*Task to carry out*.
Copy the records below line for line, leaving out the pictures.

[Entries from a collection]
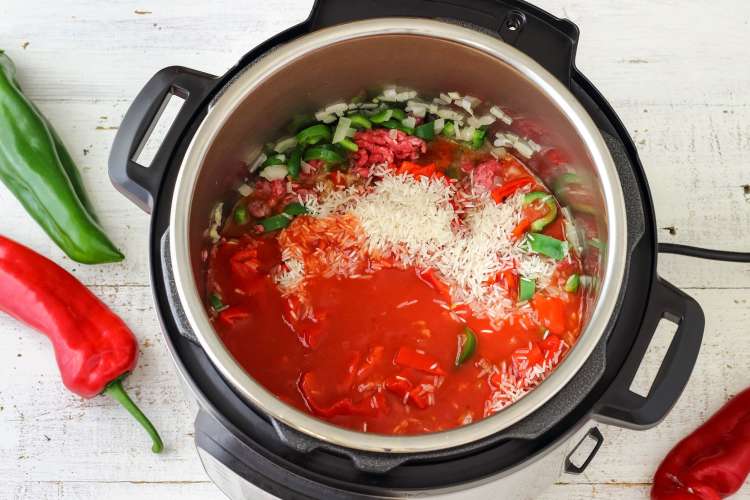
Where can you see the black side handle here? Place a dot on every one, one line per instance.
(595, 435)
(622, 407)
(138, 183)
(550, 41)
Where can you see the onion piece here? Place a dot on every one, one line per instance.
(501, 115)
(274, 172)
(341, 129)
(439, 125)
(285, 145)
(409, 121)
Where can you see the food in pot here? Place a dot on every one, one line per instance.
(394, 267)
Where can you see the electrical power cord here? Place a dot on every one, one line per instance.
(704, 253)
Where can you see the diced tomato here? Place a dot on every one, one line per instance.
(503, 192)
(535, 356)
(233, 314)
(369, 406)
(411, 358)
(398, 385)
(408, 167)
(551, 311)
(419, 399)
(550, 345)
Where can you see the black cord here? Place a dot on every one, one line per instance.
(704, 253)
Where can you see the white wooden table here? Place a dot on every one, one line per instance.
(677, 72)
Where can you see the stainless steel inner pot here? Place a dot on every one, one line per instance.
(337, 63)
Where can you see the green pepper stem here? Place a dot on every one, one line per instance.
(115, 390)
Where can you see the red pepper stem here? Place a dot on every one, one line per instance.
(115, 390)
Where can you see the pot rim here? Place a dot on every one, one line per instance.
(253, 392)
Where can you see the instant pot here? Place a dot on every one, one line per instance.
(508, 52)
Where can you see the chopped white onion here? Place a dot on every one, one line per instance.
(499, 153)
(341, 129)
(449, 114)
(439, 125)
(285, 145)
(501, 115)
(482, 121)
(325, 117)
(274, 172)
(337, 109)
(245, 190)
(406, 95)
(465, 104)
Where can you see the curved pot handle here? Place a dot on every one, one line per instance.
(550, 41)
(141, 183)
(619, 405)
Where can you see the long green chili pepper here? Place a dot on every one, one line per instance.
(477, 139)
(41, 174)
(526, 289)
(348, 145)
(294, 164)
(467, 342)
(360, 122)
(425, 131)
(313, 135)
(282, 220)
(551, 204)
(546, 245)
(449, 130)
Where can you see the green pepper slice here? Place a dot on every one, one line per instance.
(548, 200)
(526, 289)
(282, 220)
(382, 116)
(360, 122)
(546, 245)
(314, 135)
(425, 131)
(477, 139)
(467, 342)
(277, 159)
(348, 145)
(240, 215)
(325, 152)
(449, 130)
(572, 284)
(294, 164)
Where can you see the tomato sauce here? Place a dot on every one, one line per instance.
(385, 349)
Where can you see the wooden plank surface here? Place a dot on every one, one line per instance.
(675, 71)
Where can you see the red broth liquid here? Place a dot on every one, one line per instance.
(346, 365)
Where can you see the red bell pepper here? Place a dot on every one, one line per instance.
(711, 463)
(94, 348)
(411, 358)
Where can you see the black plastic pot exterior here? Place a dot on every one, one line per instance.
(292, 465)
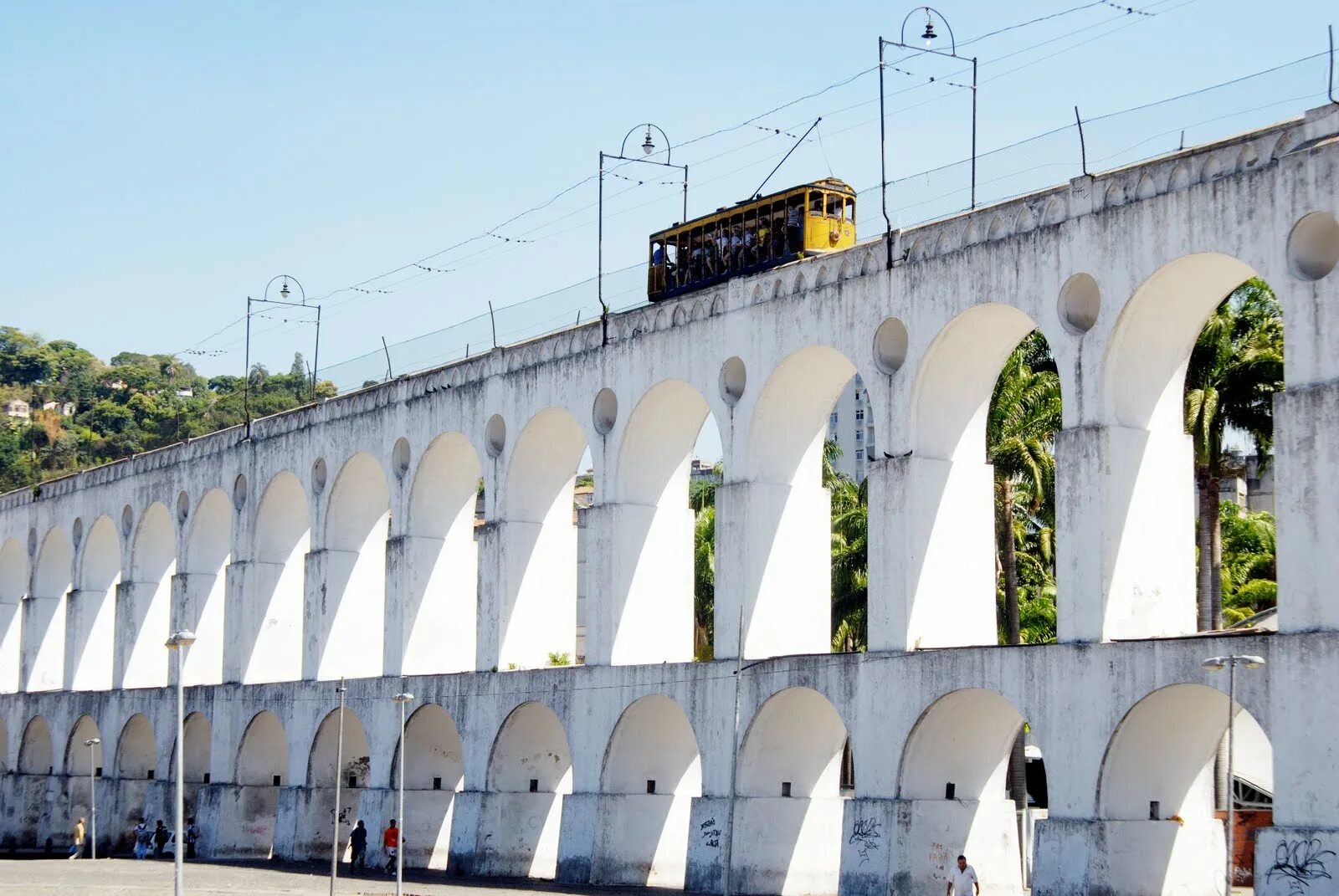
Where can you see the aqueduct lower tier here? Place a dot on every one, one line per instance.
(339, 540)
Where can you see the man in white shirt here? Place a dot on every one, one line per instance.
(962, 878)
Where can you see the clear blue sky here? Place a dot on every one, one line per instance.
(162, 161)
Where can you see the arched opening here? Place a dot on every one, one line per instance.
(352, 621)
(955, 775)
(649, 612)
(789, 805)
(1189, 376)
(82, 762)
(529, 768)
(204, 563)
(269, 624)
(780, 541)
(537, 615)
(35, 753)
(146, 615)
(316, 802)
(91, 611)
(1156, 797)
(651, 773)
(136, 757)
(444, 559)
(44, 648)
(941, 561)
(13, 583)
(434, 771)
(261, 771)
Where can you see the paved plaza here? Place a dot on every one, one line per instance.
(129, 878)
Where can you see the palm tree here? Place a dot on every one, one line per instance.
(1024, 412)
(1236, 366)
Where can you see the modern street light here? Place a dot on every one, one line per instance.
(93, 795)
(285, 292)
(399, 848)
(339, 771)
(1216, 664)
(649, 146)
(928, 37)
(177, 644)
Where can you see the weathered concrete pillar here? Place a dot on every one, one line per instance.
(639, 584)
(1124, 520)
(89, 657)
(773, 570)
(709, 828)
(528, 593)
(576, 837)
(931, 553)
(42, 643)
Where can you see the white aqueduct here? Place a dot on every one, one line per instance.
(339, 541)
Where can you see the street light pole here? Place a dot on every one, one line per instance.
(399, 848)
(177, 644)
(339, 771)
(93, 795)
(649, 146)
(1216, 664)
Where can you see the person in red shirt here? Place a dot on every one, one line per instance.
(392, 842)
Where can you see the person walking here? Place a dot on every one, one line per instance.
(358, 842)
(77, 851)
(144, 837)
(392, 842)
(962, 878)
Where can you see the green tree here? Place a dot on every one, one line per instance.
(1236, 366)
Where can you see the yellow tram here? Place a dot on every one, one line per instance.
(752, 236)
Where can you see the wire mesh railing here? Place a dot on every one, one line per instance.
(1054, 157)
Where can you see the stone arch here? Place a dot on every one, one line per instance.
(649, 615)
(1148, 575)
(947, 479)
(954, 773)
(263, 753)
(351, 627)
(269, 631)
(434, 773)
(529, 766)
(439, 612)
(80, 760)
(654, 768)
(136, 755)
(146, 599)
(91, 612)
(789, 808)
(204, 564)
(35, 753)
(44, 639)
(537, 612)
(1162, 753)
(260, 769)
(785, 592)
(13, 586)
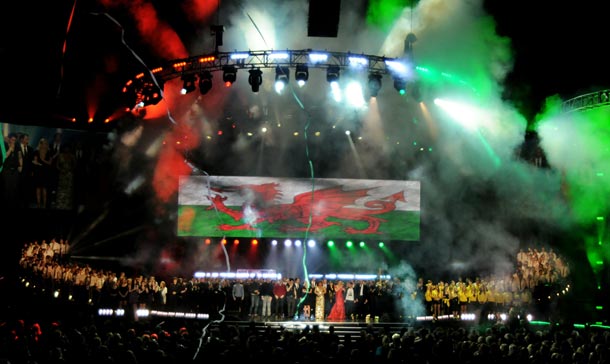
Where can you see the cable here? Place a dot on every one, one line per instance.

*Reply to the task*.
Where can you see the black side handle here? Place a dot on every one, one line per instance.
(595, 435)
(622, 407)
(138, 183)
(550, 41)
Where can you see the onion piece here? Place a dot on every one, one line per instance.
(501, 115)
(274, 172)
(341, 129)
(439, 125)
(285, 145)
(409, 121)
Where can you see the food in pot here? Place a dot on every one, one line per instance.
(394, 267)
Where can you see the electrical power cord here? Place a dot on every one, one line per instance.
(704, 253)
Where can you see the diced tomato here? Place a dot on every one, one line per instance.
(503, 192)
(535, 356)
(233, 314)
(369, 406)
(411, 358)
(398, 385)
(408, 167)
(551, 311)
(419, 399)
(550, 345)
Where can you see the black cord here? Place a dot on every one, one line per instance.
(704, 253)
Where can you see the white wooden table here? Place a dot on every one, one line per instance.
(677, 72)
Where can you see the stainless steel inner pot here? Place a dot on every one, one line per instance.
(337, 63)
Where can you see the green pepper stem here? Place a dot on every one, one line per instance.
(115, 390)
Where can you see the red pepper stem here? Place a dot on every one, one line per instance.
(115, 390)
Where can you see the pot rim here? Place a dot on every one, one line per instance.
(253, 392)
Where can you see the instant pot here? Place a dot on every one, one line per instance.
(508, 52)
Where can you see the chopped white onion here? Place a dot on every one, one line per instance.
(499, 153)
(341, 129)
(449, 114)
(439, 125)
(285, 145)
(501, 115)
(482, 121)
(325, 117)
(274, 172)
(337, 109)
(245, 190)
(406, 95)
(465, 104)
Where can you see the curved pot handle here? Place a dot on every one, one line per instance.
(550, 41)
(141, 183)
(619, 405)
Where can you see the long green chili pepper here? Place a dot on every one, one line per instance.
(477, 139)
(41, 174)
(526, 289)
(348, 145)
(294, 164)
(467, 342)
(360, 122)
(425, 131)
(313, 135)
(282, 220)
(551, 204)
(546, 245)
(449, 130)
Where can you see the green pepper slice here? Place a dot on every one, one line per instance.
(548, 200)
(526, 289)
(282, 220)
(382, 116)
(360, 122)
(546, 245)
(314, 135)
(425, 131)
(477, 139)
(467, 342)
(277, 159)
(348, 145)
(240, 215)
(325, 152)
(449, 130)
(572, 284)
(294, 164)
Where can you see the tomato sauce here? Place a dot on every one, one line per instance.
(385, 349)
Where can you see the wooden plank surface here? Place a dot on every one, one line per instance.
(675, 71)
Where can you see the red broth liquid here? Place a dot on every one, one line per instance.
(346, 365)
Where can you see the red bell pepper here? Place a dot on every one, one line per instance.
(711, 463)
(94, 348)
(411, 358)
Where can you see the black plastic pot exterior here? Place a dot on every one, one line per instance.
(292, 465)
Where can you see the aqueduct lower tier here? Place a dot on every one, one line per instance.
(339, 540)
Where can you see the man in white shirt here? Place a dot on every one, one line per instance.
(962, 878)
Where can you see the clear blue sky here? Place a dot on every one, one line per instance.
(162, 161)
Where can you see the arched opening here? Place a dot on every one, one line per instance.
(352, 621)
(955, 775)
(649, 612)
(789, 805)
(1189, 376)
(82, 762)
(529, 768)
(204, 563)
(269, 624)
(780, 541)
(537, 615)
(35, 753)
(146, 615)
(316, 802)
(91, 611)
(1156, 797)
(651, 773)
(136, 757)
(444, 559)
(44, 648)
(941, 561)
(13, 583)
(434, 771)
(261, 771)
Where can you see the paved plaza here? Place a dot on every one, one line per instance.
(129, 878)
Where can you see the palm tree here? Place a dot on every one, one line per instance.
(1024, 412)
(1236, 366)
Where can you see the modern street light here? Place a dot on every one, one line per instance.
(93, 795)
(285, 292)
(399, 848)
(339, 771)
(1216, 664)
(649, 146)
(928, 37)
(177, 644)
Where can you see the weathered concrete pillar here? Place a dot on every one, one line per instance.
(639, 584)
(1124, 520)
(89, 657)
(773, 570)
(709, 828)
(528, 593)
(576, 837)
(931, 553)
(42, 643)
Where can you see the white aqueduct here? Place a dot on every one, one line per instance.
(339, 541)
Where can you see the street light pole here? Place a dot on every one, one line per instance.
(399, 848)
(177, 644)
(339, 771)
(93, 795)
(649, 146)
(1216, 664)
Where can you see the person in red shirt here? Place a dot on every one, one line per instance.
(392, 842)
Where can you see the person walking here? Place a dot on every one, one line per instance.
(358, 842)
(77, 851)
(144, 837)
(392, 842)
(962, 878)
Where can you see the green tree here? Place a dot on every one, one line per instance.
(1236, 366)
Where can you see the yellow tram here? Place a dot on every one, one line per instance.
(752, 236)
Where can you see the wire mesh railing here? Place a dot on every one, one line per instance.
(1054, 157)
Where can you see the stone arch here? Place a dot on every one, one line per instance.
(649, 615)
(1148, 575)
(947, 479)
(954, 773)
(263, 753)
(351, 627)
(269, 631)
(434, 773)
(529, 766)
(439, 612)
(80, 760)
(654, 768)
(136, 755)
(146, 599)
(91, 612)
(789, 808)
(204, 564)
(35, 753)
(44, 639)
(537, 612)
(1162, 753)
(260, 769)
(785, 592)
(13, 586)
Where can you see the cable here? Place a dot on every one, one line per instance.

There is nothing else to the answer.